Excerpted records:
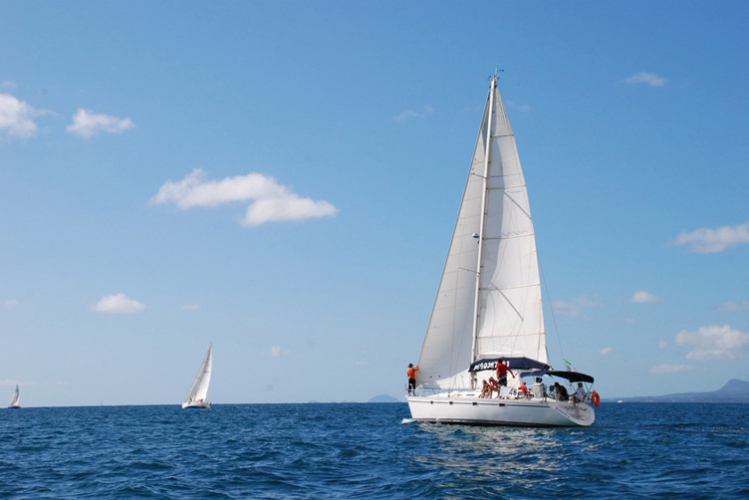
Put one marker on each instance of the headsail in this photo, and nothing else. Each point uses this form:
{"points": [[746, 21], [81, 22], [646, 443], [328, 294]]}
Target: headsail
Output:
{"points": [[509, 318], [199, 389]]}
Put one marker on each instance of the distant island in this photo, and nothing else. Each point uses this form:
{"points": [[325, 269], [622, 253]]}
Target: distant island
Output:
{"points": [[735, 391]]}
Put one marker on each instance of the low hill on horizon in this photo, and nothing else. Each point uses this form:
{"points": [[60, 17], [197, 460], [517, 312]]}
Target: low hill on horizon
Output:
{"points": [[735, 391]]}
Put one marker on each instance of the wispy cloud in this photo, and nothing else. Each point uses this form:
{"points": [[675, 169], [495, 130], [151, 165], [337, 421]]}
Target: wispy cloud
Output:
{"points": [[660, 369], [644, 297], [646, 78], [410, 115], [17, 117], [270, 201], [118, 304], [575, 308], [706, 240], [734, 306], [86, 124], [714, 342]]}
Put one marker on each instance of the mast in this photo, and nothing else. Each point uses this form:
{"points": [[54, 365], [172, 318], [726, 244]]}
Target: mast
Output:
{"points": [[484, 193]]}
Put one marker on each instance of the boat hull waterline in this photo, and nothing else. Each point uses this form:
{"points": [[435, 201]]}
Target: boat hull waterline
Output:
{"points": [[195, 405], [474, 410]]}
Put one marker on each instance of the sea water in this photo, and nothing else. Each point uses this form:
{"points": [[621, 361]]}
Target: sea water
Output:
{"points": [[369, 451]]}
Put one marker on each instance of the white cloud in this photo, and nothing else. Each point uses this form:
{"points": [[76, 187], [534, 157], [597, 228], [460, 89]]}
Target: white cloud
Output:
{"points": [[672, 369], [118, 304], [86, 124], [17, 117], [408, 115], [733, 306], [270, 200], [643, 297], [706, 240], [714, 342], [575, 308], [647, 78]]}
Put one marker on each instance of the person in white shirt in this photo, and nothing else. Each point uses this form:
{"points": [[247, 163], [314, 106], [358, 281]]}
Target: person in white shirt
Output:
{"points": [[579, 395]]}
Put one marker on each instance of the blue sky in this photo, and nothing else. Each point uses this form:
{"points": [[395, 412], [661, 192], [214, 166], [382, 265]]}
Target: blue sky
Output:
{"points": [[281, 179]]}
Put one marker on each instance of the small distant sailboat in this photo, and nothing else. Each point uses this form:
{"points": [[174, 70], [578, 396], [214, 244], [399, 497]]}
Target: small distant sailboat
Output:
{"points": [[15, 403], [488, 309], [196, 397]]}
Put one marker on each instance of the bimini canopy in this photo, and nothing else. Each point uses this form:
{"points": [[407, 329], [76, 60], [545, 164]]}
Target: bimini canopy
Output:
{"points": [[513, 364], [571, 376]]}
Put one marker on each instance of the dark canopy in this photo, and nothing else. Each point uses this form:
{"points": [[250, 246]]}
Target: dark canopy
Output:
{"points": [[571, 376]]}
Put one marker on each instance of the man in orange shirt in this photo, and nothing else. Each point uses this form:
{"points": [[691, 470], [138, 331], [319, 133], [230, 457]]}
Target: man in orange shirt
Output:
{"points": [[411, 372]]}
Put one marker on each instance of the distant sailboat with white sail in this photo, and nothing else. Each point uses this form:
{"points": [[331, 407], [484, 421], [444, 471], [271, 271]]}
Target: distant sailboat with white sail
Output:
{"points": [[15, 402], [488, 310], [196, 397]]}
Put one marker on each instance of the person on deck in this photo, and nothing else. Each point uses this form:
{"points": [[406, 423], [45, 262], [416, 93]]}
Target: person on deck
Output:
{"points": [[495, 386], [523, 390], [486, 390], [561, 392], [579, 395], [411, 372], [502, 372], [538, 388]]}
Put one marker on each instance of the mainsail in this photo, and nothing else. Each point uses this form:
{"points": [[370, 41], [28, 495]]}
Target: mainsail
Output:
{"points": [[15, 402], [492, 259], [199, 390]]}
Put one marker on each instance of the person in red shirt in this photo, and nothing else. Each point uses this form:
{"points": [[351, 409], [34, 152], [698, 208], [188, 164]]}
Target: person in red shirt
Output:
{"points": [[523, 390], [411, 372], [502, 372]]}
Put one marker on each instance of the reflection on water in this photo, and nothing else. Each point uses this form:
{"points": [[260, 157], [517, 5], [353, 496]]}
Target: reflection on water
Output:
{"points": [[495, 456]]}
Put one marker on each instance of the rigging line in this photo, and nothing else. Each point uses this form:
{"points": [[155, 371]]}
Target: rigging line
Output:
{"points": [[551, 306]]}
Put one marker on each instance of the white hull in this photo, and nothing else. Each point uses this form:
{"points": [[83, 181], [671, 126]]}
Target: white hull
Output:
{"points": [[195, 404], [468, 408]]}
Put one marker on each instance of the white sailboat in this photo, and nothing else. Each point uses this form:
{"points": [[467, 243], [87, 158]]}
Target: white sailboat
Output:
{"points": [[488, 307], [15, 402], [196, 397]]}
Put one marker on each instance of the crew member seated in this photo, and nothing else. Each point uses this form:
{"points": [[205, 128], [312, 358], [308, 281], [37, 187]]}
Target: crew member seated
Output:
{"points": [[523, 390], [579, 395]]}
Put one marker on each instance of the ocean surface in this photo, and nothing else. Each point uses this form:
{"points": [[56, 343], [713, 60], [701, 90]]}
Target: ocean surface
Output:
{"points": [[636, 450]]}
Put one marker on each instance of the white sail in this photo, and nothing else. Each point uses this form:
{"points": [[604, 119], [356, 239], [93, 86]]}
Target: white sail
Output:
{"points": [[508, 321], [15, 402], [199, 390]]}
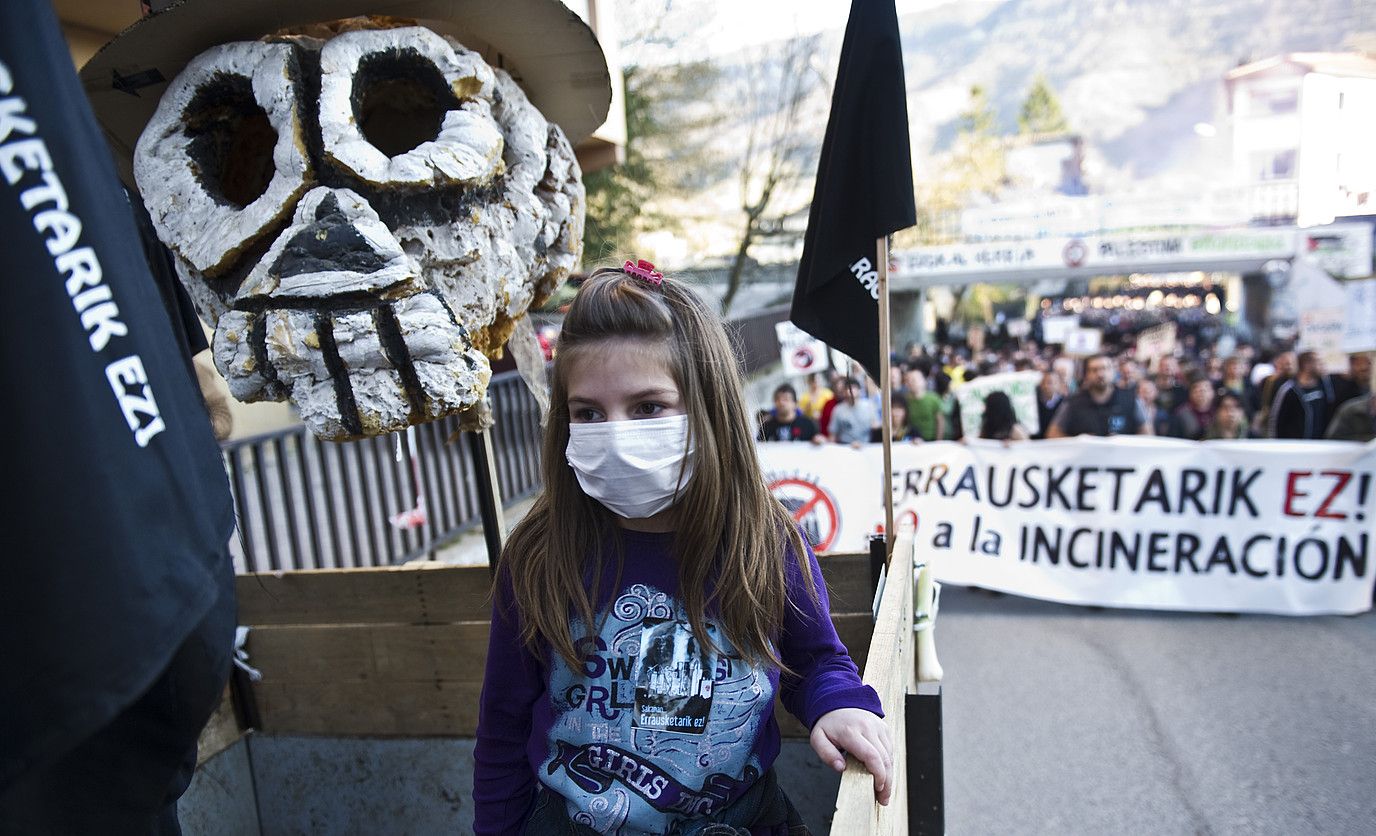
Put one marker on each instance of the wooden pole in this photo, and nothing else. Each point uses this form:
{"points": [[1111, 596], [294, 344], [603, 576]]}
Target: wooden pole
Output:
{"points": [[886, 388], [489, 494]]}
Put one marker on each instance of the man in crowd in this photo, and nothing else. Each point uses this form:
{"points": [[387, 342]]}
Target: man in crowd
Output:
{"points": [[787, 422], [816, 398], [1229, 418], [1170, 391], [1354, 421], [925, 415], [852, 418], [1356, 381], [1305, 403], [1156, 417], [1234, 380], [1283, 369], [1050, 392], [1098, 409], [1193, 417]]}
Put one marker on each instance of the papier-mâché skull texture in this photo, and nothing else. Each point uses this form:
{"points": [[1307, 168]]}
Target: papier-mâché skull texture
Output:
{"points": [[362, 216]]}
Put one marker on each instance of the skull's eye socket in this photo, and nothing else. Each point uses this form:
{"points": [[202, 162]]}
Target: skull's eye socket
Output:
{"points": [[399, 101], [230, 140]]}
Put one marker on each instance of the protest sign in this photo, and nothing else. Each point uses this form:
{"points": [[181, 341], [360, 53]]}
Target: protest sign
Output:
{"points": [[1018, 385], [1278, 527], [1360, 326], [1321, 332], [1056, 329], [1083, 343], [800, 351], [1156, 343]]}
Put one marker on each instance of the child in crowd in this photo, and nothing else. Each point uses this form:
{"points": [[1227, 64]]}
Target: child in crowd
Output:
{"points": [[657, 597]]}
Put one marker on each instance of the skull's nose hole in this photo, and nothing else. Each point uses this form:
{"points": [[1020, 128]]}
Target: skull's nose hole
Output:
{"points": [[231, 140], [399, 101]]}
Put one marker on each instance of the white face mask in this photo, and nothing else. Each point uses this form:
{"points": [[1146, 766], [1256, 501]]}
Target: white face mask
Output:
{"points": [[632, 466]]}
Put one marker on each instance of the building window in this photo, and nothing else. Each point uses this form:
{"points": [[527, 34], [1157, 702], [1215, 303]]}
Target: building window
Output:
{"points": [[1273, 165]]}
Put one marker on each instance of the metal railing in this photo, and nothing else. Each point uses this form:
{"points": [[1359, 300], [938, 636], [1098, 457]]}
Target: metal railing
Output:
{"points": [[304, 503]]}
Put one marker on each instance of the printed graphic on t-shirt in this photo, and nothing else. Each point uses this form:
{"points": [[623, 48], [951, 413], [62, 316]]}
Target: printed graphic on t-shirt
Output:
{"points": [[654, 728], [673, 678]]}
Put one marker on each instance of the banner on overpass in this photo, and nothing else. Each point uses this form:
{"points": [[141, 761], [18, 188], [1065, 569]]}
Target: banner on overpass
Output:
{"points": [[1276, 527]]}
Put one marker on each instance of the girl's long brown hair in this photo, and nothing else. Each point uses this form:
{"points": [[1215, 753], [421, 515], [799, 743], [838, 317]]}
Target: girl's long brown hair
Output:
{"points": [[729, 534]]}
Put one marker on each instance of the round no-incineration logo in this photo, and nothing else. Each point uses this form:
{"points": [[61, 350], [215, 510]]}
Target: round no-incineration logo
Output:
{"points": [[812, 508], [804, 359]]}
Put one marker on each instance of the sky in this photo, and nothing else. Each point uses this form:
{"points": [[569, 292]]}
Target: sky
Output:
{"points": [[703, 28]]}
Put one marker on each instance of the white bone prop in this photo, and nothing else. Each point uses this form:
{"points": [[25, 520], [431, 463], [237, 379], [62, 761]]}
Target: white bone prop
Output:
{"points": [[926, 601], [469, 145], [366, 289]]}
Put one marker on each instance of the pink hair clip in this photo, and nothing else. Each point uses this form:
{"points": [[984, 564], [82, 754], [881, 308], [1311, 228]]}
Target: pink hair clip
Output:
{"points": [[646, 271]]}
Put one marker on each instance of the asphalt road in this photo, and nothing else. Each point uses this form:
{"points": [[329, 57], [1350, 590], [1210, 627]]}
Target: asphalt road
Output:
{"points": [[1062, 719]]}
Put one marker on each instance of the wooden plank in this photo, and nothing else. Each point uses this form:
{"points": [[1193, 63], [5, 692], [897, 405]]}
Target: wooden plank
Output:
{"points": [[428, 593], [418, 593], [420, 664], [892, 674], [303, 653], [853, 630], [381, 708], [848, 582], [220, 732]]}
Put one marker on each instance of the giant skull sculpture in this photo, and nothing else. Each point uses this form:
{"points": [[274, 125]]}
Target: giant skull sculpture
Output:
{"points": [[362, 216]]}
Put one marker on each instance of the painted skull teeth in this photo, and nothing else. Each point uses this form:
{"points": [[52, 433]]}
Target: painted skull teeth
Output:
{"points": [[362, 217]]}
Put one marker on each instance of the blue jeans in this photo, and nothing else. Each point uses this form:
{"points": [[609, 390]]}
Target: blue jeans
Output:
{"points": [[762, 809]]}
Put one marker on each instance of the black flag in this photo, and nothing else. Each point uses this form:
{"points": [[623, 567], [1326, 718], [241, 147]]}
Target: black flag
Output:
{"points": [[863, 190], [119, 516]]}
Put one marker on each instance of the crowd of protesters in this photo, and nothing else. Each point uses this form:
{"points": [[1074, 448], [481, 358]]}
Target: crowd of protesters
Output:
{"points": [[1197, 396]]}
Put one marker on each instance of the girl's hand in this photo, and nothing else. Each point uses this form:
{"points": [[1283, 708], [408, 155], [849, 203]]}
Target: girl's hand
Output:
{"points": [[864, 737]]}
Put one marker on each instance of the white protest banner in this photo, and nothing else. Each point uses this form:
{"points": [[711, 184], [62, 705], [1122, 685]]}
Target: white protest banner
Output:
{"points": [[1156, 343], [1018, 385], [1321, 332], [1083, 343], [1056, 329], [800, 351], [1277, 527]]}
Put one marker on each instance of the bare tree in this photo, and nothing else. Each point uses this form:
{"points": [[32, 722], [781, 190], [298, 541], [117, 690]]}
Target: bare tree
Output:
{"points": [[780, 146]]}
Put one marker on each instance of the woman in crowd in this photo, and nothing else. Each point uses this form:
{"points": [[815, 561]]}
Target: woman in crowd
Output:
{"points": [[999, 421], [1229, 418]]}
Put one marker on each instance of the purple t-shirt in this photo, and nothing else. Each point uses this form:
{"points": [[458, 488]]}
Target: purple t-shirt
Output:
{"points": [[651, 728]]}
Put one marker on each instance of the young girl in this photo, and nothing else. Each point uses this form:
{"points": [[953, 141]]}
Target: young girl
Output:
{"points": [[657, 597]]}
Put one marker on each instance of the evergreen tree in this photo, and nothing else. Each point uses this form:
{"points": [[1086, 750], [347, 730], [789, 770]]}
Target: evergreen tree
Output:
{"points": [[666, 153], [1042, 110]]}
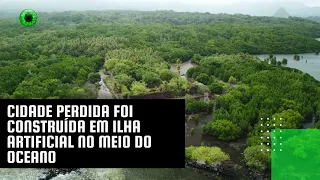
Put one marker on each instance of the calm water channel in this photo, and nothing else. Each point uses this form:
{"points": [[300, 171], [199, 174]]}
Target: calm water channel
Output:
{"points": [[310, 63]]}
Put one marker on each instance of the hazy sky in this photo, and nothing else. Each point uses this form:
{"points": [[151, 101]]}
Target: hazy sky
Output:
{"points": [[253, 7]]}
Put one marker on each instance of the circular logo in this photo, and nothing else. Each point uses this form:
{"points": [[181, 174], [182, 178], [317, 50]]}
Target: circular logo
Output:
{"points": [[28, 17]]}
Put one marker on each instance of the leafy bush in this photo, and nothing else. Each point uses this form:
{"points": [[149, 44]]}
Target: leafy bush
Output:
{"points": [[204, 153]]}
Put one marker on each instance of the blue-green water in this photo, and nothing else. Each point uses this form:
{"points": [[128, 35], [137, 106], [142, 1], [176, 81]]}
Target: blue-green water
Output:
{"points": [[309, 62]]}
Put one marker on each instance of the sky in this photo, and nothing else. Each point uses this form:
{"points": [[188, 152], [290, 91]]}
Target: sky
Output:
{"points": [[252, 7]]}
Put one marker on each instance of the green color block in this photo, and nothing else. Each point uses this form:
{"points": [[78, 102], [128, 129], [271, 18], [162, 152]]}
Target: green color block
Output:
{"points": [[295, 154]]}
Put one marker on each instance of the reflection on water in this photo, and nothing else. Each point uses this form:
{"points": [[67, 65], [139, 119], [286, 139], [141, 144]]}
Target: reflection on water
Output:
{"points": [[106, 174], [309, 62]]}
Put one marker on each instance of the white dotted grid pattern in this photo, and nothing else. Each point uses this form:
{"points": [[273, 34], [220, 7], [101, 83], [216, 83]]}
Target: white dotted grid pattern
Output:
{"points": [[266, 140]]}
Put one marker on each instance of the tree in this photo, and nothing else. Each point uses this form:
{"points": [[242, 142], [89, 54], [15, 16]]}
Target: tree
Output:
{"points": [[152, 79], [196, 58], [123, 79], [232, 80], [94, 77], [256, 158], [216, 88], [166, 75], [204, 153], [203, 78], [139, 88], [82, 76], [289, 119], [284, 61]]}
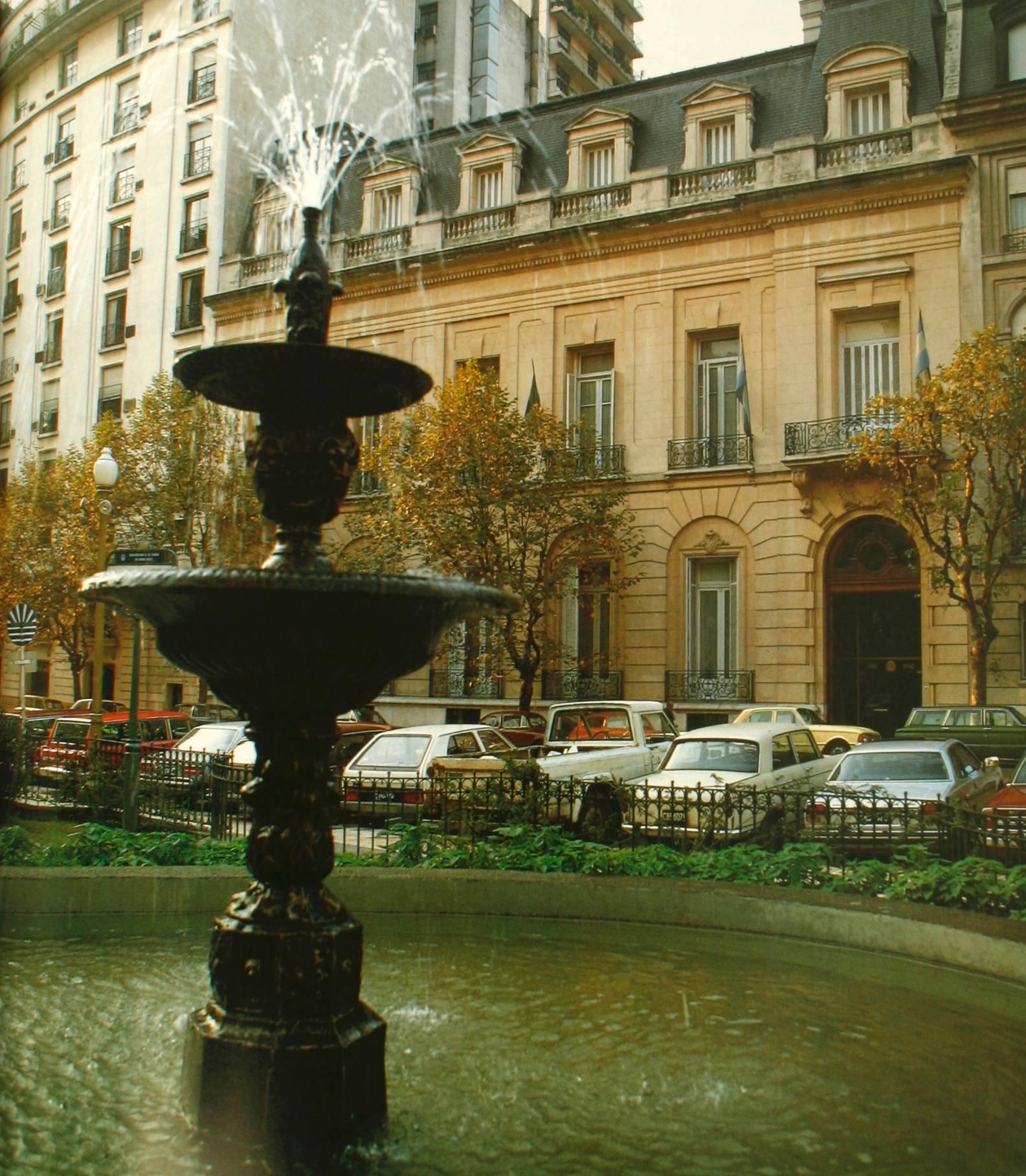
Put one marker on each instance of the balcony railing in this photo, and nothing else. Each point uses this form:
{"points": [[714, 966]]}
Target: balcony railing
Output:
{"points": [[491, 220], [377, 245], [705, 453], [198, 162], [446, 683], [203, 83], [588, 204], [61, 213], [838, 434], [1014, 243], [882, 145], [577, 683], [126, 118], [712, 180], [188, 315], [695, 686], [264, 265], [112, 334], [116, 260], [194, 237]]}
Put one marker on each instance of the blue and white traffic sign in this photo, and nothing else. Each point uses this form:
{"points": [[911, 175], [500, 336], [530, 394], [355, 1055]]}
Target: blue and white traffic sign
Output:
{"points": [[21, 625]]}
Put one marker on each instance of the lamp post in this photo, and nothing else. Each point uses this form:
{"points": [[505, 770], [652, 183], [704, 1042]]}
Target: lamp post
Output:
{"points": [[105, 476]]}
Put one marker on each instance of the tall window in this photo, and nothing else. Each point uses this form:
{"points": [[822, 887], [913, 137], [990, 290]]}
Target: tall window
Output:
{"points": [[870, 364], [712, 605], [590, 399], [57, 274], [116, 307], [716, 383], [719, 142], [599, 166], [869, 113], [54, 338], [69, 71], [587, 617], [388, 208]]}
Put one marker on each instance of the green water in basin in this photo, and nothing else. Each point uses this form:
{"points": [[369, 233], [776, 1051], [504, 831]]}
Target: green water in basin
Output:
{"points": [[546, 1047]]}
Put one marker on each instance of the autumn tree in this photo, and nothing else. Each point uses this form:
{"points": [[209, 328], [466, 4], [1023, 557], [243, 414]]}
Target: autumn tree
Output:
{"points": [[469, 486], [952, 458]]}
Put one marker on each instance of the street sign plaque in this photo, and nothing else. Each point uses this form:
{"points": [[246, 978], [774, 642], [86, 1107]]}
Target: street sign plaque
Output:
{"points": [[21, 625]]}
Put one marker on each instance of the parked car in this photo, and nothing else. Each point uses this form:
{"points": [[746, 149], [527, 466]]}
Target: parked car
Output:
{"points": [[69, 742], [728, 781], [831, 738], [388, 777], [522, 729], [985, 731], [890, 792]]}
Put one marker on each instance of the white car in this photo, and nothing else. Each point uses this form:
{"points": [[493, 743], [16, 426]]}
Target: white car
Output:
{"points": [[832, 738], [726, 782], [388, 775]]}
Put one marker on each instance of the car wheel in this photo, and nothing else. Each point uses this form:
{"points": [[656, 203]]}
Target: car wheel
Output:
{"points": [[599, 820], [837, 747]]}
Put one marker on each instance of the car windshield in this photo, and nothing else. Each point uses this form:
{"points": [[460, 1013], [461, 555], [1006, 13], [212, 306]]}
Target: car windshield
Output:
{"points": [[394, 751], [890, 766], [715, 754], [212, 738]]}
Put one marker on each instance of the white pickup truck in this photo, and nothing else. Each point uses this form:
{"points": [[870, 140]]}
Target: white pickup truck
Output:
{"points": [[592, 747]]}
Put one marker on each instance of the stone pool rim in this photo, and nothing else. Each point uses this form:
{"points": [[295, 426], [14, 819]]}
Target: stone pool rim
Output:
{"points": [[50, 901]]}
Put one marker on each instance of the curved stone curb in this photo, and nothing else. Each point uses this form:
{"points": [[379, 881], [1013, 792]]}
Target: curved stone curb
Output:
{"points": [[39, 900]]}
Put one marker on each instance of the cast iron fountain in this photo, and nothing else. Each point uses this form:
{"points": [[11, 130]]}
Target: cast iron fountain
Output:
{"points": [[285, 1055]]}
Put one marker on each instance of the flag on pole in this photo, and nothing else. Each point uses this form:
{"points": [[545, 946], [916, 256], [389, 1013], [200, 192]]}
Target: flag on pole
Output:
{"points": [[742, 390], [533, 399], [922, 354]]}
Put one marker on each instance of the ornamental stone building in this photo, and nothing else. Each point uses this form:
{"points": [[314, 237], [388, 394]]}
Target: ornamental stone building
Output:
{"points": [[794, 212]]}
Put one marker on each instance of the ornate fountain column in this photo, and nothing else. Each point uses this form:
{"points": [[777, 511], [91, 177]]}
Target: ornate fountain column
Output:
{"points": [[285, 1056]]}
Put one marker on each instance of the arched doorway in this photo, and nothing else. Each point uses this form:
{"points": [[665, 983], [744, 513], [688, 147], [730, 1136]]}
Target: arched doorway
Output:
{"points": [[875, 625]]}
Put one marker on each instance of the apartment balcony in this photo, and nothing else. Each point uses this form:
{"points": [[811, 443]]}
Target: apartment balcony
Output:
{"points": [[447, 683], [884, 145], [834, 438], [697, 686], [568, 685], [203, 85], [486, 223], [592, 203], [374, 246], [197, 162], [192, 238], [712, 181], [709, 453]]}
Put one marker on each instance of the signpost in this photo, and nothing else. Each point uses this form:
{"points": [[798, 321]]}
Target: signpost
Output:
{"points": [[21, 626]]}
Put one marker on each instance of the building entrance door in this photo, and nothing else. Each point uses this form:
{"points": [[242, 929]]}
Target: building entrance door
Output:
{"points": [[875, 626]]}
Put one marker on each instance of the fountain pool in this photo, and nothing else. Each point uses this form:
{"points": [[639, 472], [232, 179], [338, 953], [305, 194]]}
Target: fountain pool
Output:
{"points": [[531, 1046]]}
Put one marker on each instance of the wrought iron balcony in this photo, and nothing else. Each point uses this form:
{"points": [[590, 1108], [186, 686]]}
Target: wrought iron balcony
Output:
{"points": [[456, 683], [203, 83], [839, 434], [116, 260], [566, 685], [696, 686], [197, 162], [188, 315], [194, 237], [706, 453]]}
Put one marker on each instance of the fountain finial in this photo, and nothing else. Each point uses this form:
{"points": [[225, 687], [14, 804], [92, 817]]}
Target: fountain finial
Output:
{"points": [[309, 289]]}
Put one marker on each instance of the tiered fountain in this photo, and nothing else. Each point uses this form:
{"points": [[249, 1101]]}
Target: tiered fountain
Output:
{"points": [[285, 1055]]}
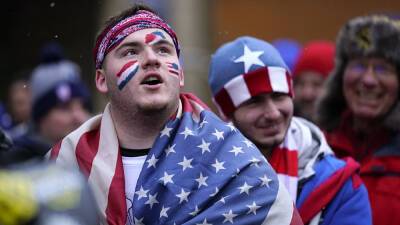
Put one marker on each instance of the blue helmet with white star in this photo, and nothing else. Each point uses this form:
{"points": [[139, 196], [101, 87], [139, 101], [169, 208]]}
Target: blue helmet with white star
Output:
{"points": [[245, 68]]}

What the task requires: Write out exactly the lines from the one that contains "Put one marker on each instance of the signpost" through the last line of the data above, both included. Leave every picture out.

Problem solution:
Put one marker on each instance of the signpost in this photo, and nothing else. Each point uses this form:
{"points": [[798, 321]]}
Target: signpost
Output:
{"points": [[21, 626]]}
Put one marker on each instance of the building entrance door in this photo, and nothing else. Each point uses this form:
{"points": [[242, 929]]}
Target: building entrance door
Output:
{"points": [[875, 626]]}
Put one marker on each instance of the fountain pool in this photo, and nothing else. Each point uses this form:
{"points": [[639, 472], [232, 179], [338, 953], [305, 194]]}
Target: fountain pool
Output:
{"points": [[531, 1046]]}
Put one marker on each instance of the wrought iron balcony in this photo, and nothing else. Each point uses this form:
{"points": [[590, 1108], [186, 686]]}
Target: wrought iron balcony
Output:
{"points": [[456, 683], [203, 83], [839, 434], [116, 260], [566, 685], [696, 686], [197, 162], [188, 315], [194, 237], [706, 453]]}
Put one marker on each instance of the fountain finial in this photo, and nothing else. Each point uses this form:
{"points": [[225, 687], [14, 804], [92, 817]]}
Target: fountain finial
Output:
{"points": [[309, 289]]}
Put one marker on each instance of the tiered fountain in this photo, and nothing else. Each point uses this form:
{"points": [[249, 1101]]}
Target: tiered fountain
Output:
{"points": [[285, 1055]]}
Put one marker on each instance of the blue helmet with white star in this photo, and nothing else. Each point uses this form:
{"points": [[139, 196], [101, 87], [139, 101], [169, 208]]}
Target: blue helmet with white star
Output:
{"points": [[245, 68]]}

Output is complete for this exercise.